Energy, strategy, changes
Email from President Kaler to Twin Cities faculty and staff
September 10, 2013
Now that we've settled in after the always hectic Week One, welcome back! I hope you had a wonderful summer. Let me take a minute to tell you about some important work:
- Strategic Planning: During the summer I began meeting with key stakeholders as we kicked off a critical and significant strategic planning process that will set our path for the next five to ten years. We have initially consulted with key faculty and staff groups, and that will continue into the fall. We'll soon announce a strategic planning work group that Provost Hanson will chair. That group will guide the development of the plan. I want a plan that is ambitious, inspirational, and aspirational and for this process to be nimble and focused. I will be detailing our progress to the Board of Regents later this week.
- Communicating: I will continue to schedule monthly faculty lunches, regular academic department visits, and discussions with faculty and staff consultative committees. On November 4, I will hold a Campus Conversation to provide a progress report on strategic planning and to answer your questions.
- China and our global impact: In July, I took my first international trip as president to some of China's top universities and research centers. We signed 10 cooperative research and student and faculty exchange agreements.
I learned firsthand that our reputation throughout China is strong, and our more than 5,000 alumni there love the U and want to help faculty and students in any way they can. As other universities vie for influence in China, we must continue to build on our historic connections, and we will as we celebrate throughout this coming year the 100th anniversary of the arrival of the first Chinese students on our campus. We're a global university, and we need to compete around the world for scholars, students, and partnerships.
- Sustaining state support: I meet regularly with key legislative leaders to understand what's on their minds, to maintain our strong relationship, and to thank them for partnering with us last session. As we approach the 2014 legislative session, which starts in February, and advocate for our capital request, I will call on you to help me make our case.

### Data excerpts
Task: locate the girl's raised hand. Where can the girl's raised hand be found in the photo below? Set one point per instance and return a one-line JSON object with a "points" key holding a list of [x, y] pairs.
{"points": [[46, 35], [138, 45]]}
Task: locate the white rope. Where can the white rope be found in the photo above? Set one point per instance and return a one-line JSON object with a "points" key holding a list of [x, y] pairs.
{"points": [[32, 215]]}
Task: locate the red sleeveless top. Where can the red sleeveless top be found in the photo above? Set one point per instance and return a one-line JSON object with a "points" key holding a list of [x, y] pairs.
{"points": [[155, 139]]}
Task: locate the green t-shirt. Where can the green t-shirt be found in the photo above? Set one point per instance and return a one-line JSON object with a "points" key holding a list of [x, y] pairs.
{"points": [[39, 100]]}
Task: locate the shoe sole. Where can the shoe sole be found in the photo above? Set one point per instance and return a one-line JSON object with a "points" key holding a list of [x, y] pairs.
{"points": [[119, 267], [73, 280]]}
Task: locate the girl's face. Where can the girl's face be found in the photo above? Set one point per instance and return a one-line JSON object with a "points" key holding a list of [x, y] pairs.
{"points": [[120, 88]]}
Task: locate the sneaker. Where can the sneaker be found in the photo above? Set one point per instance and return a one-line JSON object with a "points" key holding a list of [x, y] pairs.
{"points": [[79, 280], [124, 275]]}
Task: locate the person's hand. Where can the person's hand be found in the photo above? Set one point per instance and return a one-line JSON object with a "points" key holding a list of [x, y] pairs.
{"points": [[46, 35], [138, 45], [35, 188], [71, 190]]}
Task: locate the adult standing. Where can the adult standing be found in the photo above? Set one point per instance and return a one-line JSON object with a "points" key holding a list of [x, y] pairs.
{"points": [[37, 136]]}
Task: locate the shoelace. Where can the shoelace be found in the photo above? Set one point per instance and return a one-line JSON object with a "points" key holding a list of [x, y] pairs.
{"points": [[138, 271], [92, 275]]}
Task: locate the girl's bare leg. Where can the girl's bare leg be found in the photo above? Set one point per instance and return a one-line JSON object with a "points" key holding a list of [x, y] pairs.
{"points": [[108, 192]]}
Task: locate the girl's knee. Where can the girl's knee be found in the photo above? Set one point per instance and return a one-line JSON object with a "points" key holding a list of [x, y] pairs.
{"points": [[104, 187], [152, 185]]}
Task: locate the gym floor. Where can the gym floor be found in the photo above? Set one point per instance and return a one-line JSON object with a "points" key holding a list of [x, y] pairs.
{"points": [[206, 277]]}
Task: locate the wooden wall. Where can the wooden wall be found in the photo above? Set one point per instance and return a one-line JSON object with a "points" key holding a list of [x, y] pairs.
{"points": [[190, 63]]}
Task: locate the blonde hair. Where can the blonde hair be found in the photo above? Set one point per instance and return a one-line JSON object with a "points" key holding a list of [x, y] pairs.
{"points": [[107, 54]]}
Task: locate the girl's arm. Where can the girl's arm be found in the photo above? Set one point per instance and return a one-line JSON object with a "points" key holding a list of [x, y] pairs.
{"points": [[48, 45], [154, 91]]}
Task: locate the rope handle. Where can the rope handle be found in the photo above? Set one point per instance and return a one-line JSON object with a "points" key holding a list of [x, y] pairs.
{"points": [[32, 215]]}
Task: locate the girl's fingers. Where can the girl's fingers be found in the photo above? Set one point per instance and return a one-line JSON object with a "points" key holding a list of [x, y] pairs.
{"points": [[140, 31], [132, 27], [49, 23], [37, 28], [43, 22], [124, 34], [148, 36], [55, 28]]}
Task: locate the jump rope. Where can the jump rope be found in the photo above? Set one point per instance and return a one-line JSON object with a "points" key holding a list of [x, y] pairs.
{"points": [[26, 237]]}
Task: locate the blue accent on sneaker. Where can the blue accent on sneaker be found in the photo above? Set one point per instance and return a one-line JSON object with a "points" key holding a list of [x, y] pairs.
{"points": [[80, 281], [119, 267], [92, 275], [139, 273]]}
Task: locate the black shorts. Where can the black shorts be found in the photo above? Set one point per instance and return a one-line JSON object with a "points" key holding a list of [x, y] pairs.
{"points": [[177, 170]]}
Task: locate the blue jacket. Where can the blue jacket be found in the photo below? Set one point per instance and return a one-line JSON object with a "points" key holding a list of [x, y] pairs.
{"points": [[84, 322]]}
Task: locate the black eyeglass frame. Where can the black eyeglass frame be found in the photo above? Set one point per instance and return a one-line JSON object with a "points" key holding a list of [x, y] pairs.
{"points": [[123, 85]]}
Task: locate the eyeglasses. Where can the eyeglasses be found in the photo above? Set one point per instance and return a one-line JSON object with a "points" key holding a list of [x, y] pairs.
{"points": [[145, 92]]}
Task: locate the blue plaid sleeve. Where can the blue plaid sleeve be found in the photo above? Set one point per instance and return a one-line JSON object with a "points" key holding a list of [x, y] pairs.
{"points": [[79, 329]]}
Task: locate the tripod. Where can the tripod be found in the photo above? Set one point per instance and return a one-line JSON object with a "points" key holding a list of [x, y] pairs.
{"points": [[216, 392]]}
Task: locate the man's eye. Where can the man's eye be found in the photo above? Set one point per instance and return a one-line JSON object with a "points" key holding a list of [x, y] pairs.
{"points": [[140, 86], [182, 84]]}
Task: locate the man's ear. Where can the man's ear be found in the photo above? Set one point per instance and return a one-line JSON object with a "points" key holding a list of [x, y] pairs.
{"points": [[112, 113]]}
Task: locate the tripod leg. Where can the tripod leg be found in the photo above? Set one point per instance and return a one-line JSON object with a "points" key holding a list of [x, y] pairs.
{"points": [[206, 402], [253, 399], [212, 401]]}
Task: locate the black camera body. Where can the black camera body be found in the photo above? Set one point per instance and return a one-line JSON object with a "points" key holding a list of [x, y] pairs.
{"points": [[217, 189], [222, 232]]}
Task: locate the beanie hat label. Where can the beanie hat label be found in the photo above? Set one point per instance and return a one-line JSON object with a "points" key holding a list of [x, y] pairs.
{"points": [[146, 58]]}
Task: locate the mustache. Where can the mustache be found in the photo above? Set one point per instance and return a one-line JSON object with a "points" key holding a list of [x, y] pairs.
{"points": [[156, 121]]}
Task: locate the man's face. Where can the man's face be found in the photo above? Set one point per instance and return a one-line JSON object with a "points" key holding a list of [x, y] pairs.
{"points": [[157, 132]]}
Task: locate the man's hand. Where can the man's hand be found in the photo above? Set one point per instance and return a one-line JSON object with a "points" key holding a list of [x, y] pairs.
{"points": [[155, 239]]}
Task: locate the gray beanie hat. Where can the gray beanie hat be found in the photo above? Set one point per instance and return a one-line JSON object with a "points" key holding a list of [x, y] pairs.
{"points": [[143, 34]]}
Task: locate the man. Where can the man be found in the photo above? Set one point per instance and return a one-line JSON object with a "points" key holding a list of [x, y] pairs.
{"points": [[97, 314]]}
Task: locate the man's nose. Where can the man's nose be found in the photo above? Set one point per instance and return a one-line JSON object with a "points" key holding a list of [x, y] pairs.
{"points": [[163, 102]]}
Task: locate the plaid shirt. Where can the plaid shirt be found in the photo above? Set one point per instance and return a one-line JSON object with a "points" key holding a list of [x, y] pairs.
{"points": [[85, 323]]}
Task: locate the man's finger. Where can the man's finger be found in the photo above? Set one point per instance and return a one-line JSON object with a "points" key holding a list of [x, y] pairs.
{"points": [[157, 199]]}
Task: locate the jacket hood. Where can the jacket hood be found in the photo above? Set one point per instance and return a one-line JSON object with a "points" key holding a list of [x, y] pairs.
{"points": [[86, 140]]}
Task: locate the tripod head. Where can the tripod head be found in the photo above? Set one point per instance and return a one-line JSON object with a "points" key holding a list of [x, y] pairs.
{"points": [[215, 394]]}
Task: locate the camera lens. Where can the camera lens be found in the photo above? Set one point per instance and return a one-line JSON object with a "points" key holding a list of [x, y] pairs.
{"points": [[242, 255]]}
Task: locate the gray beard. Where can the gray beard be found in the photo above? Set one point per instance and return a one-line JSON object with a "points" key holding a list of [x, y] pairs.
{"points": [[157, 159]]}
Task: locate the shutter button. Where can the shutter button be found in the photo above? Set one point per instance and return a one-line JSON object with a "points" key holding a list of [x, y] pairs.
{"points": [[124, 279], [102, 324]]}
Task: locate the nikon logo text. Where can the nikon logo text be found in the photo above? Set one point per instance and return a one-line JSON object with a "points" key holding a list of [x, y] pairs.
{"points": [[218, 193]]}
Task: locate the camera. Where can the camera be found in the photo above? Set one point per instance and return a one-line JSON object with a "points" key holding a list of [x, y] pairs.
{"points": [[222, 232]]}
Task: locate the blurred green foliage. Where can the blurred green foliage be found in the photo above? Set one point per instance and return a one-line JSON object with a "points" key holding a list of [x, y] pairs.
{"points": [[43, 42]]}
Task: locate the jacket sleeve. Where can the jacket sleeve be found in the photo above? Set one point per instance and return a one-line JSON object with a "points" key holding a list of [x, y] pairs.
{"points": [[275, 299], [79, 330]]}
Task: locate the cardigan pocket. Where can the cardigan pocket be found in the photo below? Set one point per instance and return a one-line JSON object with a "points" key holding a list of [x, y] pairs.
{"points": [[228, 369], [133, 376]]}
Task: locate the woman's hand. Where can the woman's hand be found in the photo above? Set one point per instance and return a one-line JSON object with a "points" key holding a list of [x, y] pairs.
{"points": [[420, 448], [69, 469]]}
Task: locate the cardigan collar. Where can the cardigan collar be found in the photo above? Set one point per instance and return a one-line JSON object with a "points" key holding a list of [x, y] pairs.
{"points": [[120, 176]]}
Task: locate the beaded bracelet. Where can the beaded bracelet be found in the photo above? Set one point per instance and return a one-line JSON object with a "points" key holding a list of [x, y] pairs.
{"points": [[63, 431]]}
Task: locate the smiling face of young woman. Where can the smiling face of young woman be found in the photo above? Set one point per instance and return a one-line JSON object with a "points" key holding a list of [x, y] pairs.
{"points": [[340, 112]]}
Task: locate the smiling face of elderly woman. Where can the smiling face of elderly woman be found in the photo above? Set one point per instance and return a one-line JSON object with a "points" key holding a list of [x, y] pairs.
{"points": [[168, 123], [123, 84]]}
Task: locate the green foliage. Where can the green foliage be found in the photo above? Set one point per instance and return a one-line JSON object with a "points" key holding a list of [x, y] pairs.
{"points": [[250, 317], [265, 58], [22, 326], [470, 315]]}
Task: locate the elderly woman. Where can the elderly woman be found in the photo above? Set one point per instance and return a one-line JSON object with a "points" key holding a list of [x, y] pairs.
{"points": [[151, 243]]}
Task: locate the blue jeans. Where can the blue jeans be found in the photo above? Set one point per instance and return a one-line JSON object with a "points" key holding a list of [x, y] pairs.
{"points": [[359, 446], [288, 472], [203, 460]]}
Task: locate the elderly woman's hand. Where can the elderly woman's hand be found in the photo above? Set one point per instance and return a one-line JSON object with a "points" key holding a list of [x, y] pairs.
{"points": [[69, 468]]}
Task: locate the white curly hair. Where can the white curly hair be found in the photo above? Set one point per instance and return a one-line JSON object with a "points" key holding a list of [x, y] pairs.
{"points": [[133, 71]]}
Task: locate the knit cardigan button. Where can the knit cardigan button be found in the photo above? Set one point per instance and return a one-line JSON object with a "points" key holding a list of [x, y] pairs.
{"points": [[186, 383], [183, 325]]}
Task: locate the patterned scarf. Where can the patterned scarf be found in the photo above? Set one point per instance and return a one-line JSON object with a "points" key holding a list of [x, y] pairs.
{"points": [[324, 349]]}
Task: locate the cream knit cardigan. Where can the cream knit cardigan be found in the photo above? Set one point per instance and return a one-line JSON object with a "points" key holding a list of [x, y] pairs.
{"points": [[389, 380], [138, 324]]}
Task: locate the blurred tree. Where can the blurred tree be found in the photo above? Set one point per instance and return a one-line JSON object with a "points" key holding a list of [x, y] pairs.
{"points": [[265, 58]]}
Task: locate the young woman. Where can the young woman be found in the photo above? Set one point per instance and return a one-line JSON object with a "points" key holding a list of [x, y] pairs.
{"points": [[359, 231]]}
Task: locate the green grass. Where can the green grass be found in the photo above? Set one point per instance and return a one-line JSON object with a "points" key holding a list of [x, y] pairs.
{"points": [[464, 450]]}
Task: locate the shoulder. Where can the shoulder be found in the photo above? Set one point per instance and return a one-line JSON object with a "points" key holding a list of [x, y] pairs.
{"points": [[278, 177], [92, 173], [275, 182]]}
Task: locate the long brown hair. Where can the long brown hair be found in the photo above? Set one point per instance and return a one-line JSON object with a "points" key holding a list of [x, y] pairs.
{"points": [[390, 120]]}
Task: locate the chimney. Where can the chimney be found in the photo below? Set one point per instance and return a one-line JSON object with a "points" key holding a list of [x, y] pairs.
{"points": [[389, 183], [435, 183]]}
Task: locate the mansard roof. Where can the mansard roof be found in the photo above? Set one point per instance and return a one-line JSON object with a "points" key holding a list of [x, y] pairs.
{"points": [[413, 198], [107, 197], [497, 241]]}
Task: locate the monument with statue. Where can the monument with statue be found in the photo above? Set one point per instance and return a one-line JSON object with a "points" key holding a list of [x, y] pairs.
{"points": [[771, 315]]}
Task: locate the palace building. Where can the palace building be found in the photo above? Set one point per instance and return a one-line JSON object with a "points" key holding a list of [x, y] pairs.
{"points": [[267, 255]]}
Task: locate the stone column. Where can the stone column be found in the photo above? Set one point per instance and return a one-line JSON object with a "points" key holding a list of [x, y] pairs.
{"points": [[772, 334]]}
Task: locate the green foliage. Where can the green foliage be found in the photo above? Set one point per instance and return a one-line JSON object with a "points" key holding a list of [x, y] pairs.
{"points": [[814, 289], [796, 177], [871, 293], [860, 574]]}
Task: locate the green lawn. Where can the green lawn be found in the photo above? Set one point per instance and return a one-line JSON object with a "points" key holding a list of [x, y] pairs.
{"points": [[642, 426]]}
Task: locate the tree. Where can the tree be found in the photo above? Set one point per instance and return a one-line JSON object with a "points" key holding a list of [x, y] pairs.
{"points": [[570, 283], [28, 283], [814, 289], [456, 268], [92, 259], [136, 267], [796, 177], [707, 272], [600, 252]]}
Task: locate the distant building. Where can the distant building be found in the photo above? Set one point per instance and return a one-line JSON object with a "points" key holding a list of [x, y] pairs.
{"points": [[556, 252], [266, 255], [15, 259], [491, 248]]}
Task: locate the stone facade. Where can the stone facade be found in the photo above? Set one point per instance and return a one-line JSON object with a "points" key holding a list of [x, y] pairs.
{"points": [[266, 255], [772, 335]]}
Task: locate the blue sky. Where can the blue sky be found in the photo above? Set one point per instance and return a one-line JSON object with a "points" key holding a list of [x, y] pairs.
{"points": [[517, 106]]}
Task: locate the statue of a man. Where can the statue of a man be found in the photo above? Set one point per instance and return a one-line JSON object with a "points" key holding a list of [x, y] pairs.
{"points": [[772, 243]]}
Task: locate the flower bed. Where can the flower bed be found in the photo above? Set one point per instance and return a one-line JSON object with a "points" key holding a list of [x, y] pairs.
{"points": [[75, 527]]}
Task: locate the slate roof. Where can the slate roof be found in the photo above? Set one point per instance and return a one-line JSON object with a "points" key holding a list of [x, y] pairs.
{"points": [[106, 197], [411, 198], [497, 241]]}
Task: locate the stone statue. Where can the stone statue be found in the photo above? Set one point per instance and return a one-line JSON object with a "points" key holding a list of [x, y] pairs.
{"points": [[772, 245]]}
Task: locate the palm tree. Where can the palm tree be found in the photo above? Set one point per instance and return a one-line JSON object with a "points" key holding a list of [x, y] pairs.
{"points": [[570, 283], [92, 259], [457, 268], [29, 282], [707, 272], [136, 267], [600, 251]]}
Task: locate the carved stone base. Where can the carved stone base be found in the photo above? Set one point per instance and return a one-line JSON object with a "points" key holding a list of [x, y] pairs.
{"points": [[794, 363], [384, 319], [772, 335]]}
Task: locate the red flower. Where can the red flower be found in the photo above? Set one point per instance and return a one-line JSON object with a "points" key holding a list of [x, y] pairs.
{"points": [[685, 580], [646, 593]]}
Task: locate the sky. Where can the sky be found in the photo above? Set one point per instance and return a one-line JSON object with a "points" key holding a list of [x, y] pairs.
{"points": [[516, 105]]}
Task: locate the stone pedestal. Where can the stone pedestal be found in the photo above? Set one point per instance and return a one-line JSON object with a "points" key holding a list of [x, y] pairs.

### Activity list
1/ Repeat the passage from President Kaler's email word for word, from "- Communicating: I" up to and including "answer your questions.".
2/ Go on with President Kaler's email to faculty and staff from the point where it stops.

### Answers given
1/
- Communicating: I will continue to schedule monthly faculty lunches, regular academic department visits, and discussions with faculty and staff consultative committees. On November 4, I will hold a Campus Conversation to provide a progress report on strategic planning and to answer your questions.

2/
- New leaders and change: Searches for key leadership positions are under way. We'll soon have a new Medical School Dean and Vice President of the Academic Health Center. We're deep into a search for a new dean for our College of Liberal Arts. And as Provost Hanson announced last week, we are exploring the creation of a new college—primarily from CFANS and CBS. I believe such a consolidation could significantly strengthen our already strong departments in those colleges and advance our national reputation and impact.
- New energy and our students: Last week, amid the energy only they can produce, our incoming freshmen class of 2017—5,500 of the nation's best new undergraduates—arrived on campus. We cannot forget why we're here—for them, and for the future of this state and our planet. They hold such promise, and we own such a large responsibility to help them become lifelong critical thinkers. If you missed the Convocation, here's a way to "Feel the Power" we celebrated on a very hot day at Mariucci Arena. Amid the sweat was great inspiration.
Finally, as my third academic year as University president begins, I want to thank you. Thank you for all that you do every day for our students, our research enterprise, our public outreach and engagement efforts, and for our reputation across the state and nation. Thank you for keeping this University great. Thank you for wanting to make it even better.
Have a productive and enjoyable academic year.